*TRAVAIL DEMANDÉ*
- a) Résumez en deux phrases l'article sur le glyphosate.
- b) Reprenez, s'il vous plaît, l'article sur le glyphosate à la suite de sa dernière phrase.

*TEXTE DU DOCUMENT*
L’UE toujours accroc au glyphosate

samedi 4 novembre 2017.
 

Après le vote du Parlement européen et la réunion des représentants des gouvernements cette semaine, le pesticide de Monsanto pourrait être autorisé pour plusieurs années supplémentaires dans l’Union Européenne. Mais la décision a été une nouvelle fois repoussée.

Breveté par l’entreprise américaine Monsanto au début des années 1970 le glyphosate est l’ingrédient actif de son fameux herbicide Roundup. On estime que 500 produits en Europe contiennent la substance, soit presque l’intégralité des pesticides actuellement en usage. L’autorisation de sa mise sur le marché doit être renouvelée tous les 10 ou 15 ans maximum. La dernière avait expiré fin décembre 2015. Or, entre-temps, l’Agence internationale pour la recherche sur le cancer de l’OMS a classé la molécule comme probablement cancérogène pour l’Homme. Malgré cela, la Commission européenne a renouvelé son autorisation sous prétexte d’attendre l’évaluation par l’Agence européenne des produits chimiques puis de l’Agence européenne de sécurité des aliments malgré des conflits d’intérêts évidents (https://heuredupeuple.fr/conflits-d...) . Cette dernière s’est basée sur les études financées par l’industrie et ses lobbies, recopiant mot pour mot les analyses de Monsanto-Bayer. La Commission européenne a rempilé avec un nouveau projet de proposition de renouvellement de 10 ans du glyphosate.

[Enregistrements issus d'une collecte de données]
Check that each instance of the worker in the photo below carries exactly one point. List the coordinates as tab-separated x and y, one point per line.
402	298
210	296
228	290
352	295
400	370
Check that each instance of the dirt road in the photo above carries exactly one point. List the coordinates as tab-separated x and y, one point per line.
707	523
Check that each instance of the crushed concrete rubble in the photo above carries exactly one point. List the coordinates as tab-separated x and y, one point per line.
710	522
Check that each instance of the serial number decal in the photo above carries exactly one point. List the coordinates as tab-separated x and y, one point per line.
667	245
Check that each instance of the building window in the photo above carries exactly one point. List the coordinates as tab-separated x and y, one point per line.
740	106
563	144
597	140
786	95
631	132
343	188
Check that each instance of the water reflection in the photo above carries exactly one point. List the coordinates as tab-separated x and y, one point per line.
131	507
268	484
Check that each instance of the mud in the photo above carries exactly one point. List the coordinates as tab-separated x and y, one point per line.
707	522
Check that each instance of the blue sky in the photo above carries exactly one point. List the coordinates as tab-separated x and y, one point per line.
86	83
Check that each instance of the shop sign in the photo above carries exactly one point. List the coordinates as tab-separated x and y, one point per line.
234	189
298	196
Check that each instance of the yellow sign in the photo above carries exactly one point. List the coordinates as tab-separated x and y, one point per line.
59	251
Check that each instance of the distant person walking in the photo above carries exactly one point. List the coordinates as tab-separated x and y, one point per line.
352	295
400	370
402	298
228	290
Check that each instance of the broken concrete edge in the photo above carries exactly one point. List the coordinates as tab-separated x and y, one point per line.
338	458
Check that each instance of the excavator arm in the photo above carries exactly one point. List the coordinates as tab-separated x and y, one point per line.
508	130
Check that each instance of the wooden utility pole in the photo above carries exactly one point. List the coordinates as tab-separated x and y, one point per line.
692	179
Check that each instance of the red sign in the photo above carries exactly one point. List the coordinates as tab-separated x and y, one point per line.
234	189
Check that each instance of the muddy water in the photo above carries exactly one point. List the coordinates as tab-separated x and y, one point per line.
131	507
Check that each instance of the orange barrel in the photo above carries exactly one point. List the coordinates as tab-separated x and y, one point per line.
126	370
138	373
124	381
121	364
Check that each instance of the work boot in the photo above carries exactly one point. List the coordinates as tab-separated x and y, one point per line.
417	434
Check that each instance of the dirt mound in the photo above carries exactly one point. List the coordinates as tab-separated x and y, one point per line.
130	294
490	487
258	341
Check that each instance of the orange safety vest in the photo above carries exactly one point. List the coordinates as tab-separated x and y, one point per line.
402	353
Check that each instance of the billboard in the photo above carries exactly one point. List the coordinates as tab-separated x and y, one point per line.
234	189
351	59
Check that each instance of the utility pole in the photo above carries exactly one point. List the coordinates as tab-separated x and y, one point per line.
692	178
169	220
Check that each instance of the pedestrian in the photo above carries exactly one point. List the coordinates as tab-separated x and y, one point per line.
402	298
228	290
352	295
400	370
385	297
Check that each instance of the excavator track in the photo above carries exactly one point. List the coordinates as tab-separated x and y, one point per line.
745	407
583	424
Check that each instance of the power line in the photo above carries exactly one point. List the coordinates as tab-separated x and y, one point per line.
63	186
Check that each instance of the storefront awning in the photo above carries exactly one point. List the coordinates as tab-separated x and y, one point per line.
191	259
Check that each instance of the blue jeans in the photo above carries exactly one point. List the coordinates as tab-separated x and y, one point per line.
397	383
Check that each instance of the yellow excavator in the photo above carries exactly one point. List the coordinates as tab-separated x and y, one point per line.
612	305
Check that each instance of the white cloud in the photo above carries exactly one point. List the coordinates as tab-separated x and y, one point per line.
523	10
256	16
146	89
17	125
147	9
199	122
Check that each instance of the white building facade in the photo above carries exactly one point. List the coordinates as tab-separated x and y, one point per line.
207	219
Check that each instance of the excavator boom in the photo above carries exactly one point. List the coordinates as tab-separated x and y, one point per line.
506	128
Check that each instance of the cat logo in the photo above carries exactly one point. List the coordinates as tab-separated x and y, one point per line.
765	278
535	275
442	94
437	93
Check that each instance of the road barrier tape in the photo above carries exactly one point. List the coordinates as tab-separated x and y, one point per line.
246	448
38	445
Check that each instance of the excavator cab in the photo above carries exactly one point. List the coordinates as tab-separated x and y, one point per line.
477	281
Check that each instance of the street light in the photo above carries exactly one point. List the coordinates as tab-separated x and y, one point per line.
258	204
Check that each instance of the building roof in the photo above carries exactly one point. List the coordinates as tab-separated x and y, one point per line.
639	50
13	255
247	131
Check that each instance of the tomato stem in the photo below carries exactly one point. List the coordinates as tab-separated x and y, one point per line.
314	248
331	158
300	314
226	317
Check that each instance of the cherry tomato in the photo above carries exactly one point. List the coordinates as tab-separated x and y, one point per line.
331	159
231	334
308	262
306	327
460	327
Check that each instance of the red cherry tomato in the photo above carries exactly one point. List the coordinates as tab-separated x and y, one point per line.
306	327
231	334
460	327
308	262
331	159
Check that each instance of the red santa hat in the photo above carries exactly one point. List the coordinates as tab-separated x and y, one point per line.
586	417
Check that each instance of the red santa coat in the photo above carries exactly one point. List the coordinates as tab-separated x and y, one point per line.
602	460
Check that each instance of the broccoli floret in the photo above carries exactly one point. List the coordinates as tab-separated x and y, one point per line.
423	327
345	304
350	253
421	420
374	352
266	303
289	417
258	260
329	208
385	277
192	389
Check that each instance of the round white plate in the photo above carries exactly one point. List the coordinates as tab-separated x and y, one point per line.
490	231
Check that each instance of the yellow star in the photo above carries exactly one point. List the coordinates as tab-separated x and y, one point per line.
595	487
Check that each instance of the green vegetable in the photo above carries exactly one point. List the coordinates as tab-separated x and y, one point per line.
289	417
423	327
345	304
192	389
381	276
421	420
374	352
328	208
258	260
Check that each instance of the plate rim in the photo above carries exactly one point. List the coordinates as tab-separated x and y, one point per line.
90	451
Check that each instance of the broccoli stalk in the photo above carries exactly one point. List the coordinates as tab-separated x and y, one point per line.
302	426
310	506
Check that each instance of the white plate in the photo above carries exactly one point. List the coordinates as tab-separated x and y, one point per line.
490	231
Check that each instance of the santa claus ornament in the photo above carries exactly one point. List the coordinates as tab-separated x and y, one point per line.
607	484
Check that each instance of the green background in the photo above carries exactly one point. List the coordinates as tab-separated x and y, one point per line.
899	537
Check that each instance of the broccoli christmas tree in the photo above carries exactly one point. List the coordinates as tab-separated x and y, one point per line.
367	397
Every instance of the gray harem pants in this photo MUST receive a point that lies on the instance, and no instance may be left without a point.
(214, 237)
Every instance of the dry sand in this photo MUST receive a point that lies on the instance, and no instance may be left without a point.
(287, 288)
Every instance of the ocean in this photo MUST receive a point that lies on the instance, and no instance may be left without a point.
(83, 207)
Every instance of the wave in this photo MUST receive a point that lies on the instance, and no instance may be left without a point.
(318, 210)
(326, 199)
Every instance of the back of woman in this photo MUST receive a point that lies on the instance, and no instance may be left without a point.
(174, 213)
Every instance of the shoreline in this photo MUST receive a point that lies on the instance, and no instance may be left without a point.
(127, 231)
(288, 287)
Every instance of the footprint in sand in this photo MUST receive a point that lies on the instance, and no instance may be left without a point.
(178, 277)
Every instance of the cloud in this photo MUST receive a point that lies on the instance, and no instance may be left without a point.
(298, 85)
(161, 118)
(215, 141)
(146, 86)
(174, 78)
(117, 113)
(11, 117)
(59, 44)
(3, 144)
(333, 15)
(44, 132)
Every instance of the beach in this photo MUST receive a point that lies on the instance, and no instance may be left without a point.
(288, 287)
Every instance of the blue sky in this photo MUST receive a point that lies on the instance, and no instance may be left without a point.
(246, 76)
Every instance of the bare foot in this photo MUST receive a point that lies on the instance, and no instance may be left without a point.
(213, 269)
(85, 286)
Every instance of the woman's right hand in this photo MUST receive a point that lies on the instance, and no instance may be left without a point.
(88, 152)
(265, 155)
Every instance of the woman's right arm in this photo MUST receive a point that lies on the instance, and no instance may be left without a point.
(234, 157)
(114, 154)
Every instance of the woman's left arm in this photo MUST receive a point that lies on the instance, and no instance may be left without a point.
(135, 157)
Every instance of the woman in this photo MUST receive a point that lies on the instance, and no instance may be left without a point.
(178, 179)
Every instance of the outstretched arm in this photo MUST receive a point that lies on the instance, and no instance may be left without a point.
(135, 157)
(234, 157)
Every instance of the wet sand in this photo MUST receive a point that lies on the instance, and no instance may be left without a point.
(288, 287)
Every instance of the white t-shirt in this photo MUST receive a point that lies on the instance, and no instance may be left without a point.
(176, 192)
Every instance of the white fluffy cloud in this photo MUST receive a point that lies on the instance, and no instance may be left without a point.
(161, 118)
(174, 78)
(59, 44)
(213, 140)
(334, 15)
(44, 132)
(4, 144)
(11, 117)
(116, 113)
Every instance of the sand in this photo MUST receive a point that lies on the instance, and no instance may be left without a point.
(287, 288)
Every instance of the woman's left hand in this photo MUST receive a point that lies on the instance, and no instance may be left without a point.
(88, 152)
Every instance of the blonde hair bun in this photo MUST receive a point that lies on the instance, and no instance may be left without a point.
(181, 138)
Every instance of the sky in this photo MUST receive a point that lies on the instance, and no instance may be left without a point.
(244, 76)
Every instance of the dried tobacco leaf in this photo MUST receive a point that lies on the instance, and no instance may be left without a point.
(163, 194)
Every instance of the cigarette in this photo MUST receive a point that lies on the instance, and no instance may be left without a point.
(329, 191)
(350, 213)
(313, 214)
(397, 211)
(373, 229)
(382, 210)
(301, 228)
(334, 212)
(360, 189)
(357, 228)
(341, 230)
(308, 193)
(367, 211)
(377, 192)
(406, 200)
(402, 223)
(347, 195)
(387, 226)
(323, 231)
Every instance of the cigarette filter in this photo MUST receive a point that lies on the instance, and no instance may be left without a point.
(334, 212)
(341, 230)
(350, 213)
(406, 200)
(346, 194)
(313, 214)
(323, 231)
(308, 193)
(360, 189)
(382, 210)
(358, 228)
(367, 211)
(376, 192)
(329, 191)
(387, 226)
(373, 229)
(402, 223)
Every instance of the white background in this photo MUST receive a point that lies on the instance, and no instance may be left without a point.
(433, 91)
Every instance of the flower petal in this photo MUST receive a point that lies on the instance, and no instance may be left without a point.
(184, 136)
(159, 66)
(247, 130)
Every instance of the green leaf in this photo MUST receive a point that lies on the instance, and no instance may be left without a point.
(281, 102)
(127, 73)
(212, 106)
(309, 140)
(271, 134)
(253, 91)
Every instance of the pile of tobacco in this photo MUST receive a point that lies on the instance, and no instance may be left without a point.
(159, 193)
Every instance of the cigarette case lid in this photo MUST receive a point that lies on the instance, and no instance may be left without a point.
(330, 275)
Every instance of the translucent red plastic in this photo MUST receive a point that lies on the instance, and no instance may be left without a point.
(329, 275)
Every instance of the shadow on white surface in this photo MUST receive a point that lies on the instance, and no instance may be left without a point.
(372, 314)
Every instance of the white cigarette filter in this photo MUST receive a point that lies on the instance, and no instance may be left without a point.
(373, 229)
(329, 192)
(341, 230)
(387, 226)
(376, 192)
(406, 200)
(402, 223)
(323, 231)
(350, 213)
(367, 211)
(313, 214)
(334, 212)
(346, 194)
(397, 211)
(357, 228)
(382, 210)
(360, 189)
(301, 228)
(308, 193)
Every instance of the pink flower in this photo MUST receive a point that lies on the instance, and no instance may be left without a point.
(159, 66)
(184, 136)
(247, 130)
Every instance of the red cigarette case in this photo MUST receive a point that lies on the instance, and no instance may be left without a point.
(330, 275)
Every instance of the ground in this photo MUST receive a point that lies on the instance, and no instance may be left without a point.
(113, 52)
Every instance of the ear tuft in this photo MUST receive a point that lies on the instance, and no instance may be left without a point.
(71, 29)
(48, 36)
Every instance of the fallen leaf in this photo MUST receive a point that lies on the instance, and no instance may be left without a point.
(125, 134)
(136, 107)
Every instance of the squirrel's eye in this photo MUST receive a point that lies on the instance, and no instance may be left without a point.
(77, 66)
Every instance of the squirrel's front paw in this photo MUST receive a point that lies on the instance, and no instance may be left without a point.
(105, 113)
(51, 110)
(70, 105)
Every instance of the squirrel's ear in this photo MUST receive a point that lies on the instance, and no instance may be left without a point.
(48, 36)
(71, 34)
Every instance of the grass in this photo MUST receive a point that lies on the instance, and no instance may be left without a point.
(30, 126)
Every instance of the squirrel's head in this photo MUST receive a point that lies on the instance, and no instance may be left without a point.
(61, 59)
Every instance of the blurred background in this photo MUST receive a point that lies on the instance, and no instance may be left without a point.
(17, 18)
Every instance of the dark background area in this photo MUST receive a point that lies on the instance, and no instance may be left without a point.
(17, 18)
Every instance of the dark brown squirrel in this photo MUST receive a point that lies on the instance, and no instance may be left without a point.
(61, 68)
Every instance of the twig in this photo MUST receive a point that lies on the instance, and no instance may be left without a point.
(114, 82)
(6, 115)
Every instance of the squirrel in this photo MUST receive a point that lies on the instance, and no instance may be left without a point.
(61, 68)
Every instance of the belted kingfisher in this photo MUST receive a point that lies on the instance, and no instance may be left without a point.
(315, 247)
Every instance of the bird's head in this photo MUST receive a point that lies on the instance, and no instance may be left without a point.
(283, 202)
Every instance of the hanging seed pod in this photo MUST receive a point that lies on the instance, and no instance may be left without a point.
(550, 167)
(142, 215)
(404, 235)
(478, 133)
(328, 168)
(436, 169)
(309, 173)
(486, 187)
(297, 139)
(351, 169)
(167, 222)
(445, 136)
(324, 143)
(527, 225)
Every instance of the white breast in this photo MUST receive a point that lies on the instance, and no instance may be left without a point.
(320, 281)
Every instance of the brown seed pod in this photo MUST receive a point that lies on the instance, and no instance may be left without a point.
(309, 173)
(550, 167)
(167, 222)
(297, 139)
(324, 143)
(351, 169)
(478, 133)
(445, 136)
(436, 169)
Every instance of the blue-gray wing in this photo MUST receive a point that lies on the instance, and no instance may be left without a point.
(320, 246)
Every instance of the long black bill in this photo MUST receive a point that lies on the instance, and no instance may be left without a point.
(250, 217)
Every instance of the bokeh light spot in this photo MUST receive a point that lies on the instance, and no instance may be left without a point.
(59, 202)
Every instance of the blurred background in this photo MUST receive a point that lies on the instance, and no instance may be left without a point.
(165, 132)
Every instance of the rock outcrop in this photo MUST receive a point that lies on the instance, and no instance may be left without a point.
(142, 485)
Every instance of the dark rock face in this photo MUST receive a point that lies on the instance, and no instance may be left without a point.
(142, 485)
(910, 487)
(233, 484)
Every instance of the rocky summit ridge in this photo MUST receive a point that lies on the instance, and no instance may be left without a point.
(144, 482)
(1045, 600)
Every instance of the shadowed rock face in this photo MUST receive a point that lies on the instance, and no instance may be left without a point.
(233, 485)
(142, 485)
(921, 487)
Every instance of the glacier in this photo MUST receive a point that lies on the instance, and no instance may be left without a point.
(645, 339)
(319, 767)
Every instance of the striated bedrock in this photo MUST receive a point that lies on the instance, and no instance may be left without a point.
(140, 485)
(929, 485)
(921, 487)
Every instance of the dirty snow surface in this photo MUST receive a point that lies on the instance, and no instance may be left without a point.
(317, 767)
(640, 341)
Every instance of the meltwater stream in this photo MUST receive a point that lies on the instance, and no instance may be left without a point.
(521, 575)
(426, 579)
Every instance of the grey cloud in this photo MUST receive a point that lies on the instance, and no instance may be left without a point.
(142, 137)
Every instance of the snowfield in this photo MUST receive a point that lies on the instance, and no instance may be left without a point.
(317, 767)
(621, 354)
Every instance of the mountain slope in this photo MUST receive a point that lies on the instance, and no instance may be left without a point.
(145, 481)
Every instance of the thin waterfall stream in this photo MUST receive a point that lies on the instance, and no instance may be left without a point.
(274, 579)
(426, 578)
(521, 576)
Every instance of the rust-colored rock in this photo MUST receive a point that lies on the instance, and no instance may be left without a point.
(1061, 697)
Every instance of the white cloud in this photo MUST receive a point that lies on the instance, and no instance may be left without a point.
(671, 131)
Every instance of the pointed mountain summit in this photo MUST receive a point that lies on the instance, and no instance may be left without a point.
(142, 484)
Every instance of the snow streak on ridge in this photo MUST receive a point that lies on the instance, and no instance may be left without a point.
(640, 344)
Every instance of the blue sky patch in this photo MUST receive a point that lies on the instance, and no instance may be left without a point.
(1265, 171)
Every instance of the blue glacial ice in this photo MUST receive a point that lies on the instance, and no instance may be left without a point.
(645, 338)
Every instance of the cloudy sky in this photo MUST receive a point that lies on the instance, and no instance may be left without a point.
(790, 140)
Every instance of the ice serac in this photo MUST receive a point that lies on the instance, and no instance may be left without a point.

*CORRIGÉ DES EXERCICES*
- a) Breveté par Monsanto au début des années 1970 et présent dans environ 500 produits en Europe, le glyphosate a vu son autorisation renouvelée par la Commission européenne malgré son classement comme probablement cancérogène par l'Agence internationale pour la recherche sur le cancer de l'OMS. La Commission propose désormais un renouvellement de 10 ans, mais après le vote du Parlement européen et la réunion des représentants des gouvernements cette semaine, la décision a de nouveau été repoussée.

- b)
Dernière ligne droite

Mardi 24 octobre, c’était au tour des députés européens de se prononcer. La bataille faisait rage et les lobbies de l’agro-industrie, dont la FNSEA, l’avaient bien compris. Dans un mail envoyé à tous les élus, ils demandaient que le glyphosate soit ré-autorisé… pour 15 ans. La résolution des députés était le fruit d’un compromis entre les différents groupes politiques du Parlement européen en commission des affaires environnementales, santé publique et sécurité alimentaire qui avait réuni une large majorité : 39 voix pour, 9 contre et 10 abstentions. Soumise mardi 24 à l’assemblée plénière elle proposait une élimination progressive de l’usage du glyphosate d’ici à 2020 dans le secteur agricole, soit sous trois ans. De nombreux amendements ont été déposés. La sociale-démocratie européenne en a déposé un seul repoussant l’interdiction à cinq ans, et non trois. Il n’en fallait pas plus pour la droite, toujours prompte à répondre positivement aux attentes des lobbies agro-industriels. L’amendement du PS européen a ainsi été adopté et le signal politique aussi. “Cette triste culture européenne du plus petit compromis finira par nous tuer”, commente, Younous Omarjee, eurodéputé de l’Union des Outre-Mer, à l’issue du vote. Deux heures plus tard, la Commission européenne renvoyait sa proposition de ré-autorisation du glyphosate : entre cinq et sept ans. Le Parlement européen, à l’initiative des socialistes, aura donc encore raté le coche pour assurer la pression nécessaire et clôturer enfin ce débat en faveur de la santé des populations, de la faune et de la flore.

Les tergiversations continuent.

Mercredi 25 octobre, c’était au tour des représentants des États membres de se prononcer. Cinq, sept ou dix ans, les avis sont partagés mais l’Allemagne continue de peser en faveur d’une interdiction la plus tardive possible. La Commission européenne prend acte de ces désaccords et en conclut qu’il faut encore « réfléchir ». Quoi qu’il en soit, l’Union Européenne devra trancher d’ici au 15 décembre, date de fin de l’agrément du glyphosate.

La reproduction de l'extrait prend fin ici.